THE EXERCISE: Copy all of the data below word for word, leaving out the pictures.

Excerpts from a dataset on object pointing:
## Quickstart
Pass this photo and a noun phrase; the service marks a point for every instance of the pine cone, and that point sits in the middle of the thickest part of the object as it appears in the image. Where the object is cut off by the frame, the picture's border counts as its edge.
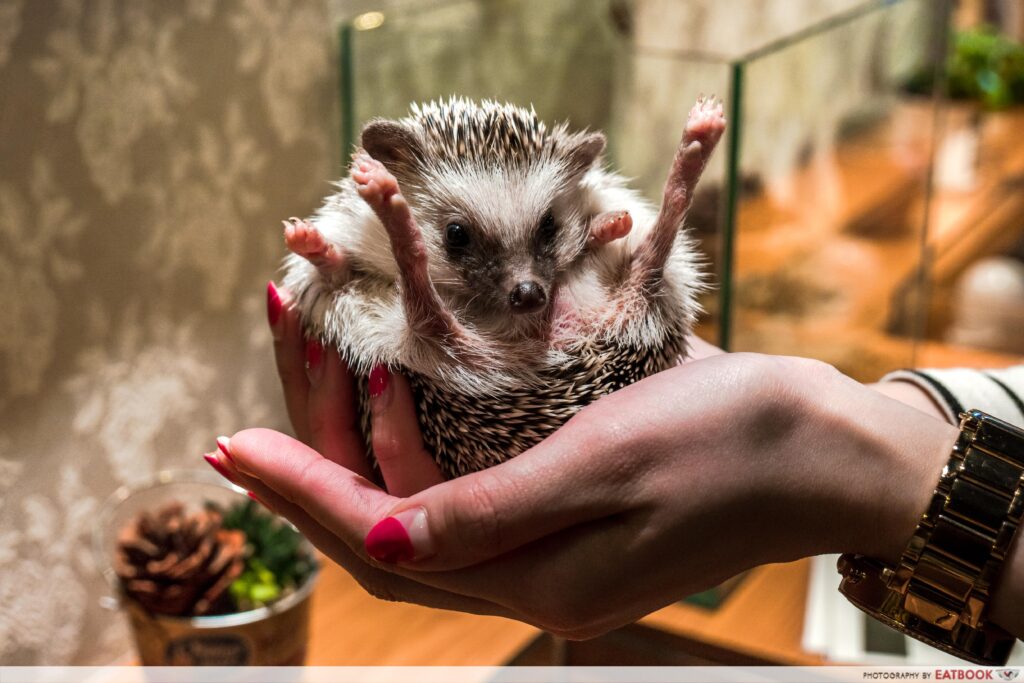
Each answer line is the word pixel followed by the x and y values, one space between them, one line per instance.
pixel 178 564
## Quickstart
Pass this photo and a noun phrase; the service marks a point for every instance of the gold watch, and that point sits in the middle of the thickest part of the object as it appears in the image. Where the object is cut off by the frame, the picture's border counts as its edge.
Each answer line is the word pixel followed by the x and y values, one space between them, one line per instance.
pixel 940 589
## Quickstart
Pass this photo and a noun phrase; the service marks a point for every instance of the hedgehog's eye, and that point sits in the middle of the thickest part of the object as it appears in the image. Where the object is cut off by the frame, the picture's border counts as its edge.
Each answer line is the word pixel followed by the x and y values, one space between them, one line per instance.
pixel 456 236
pixel 548 226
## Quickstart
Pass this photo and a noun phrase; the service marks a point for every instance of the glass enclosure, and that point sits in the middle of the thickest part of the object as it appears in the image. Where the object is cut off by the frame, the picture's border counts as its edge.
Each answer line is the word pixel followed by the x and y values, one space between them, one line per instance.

REPLY TO THE TASK:
## Quickstart
Pass this photo and a noun phrase; the service marks a point for every instance of the pine cone, and that point sits in the middle of the thickest part of the object as it appears in the image. Where the object is cut off by the frame, the picture's border counts as its edge.
Each answer line is the word pixel followed by the x and y values, one space between them, one line per instance.
pixel 178 564
## Quickstart
Pass this photo and a noun phrase; the service marks a point for every instance of the gold watch, and that point sits in the middle of the thickest part of the object as it appears in the image. Where the object is cut off by the frame, the picture's border counts as its edge.
Each answer line is the word pixel followed by the x and y values, one space between them, one line per instance.
pixel 940 589
## Quickstart
Pass this photo and a noun phrase; the service marks a point for every instance of the hedgehog's eye, and that point sits in the middle of the thickest part of the object as it appears in the image. Where the object is cut off by the frame, the picture's border counts as its edge.
Each answer line is the word pixel followed by the x and y values, one space between them, one line per instance.
pixel 456 236
pixel 548 226
## Quickstart
Pass this photo and a noun phrase; the service marks a point for every instance of the glass enclosure, and that point sits in the middle of the thickest part of the object as it appears in the image. Where the object is cut off by the frame, the picture's border counts as its edge.
Each answer line is the word pixel followed by the x and y values, one space between them, one line per instance.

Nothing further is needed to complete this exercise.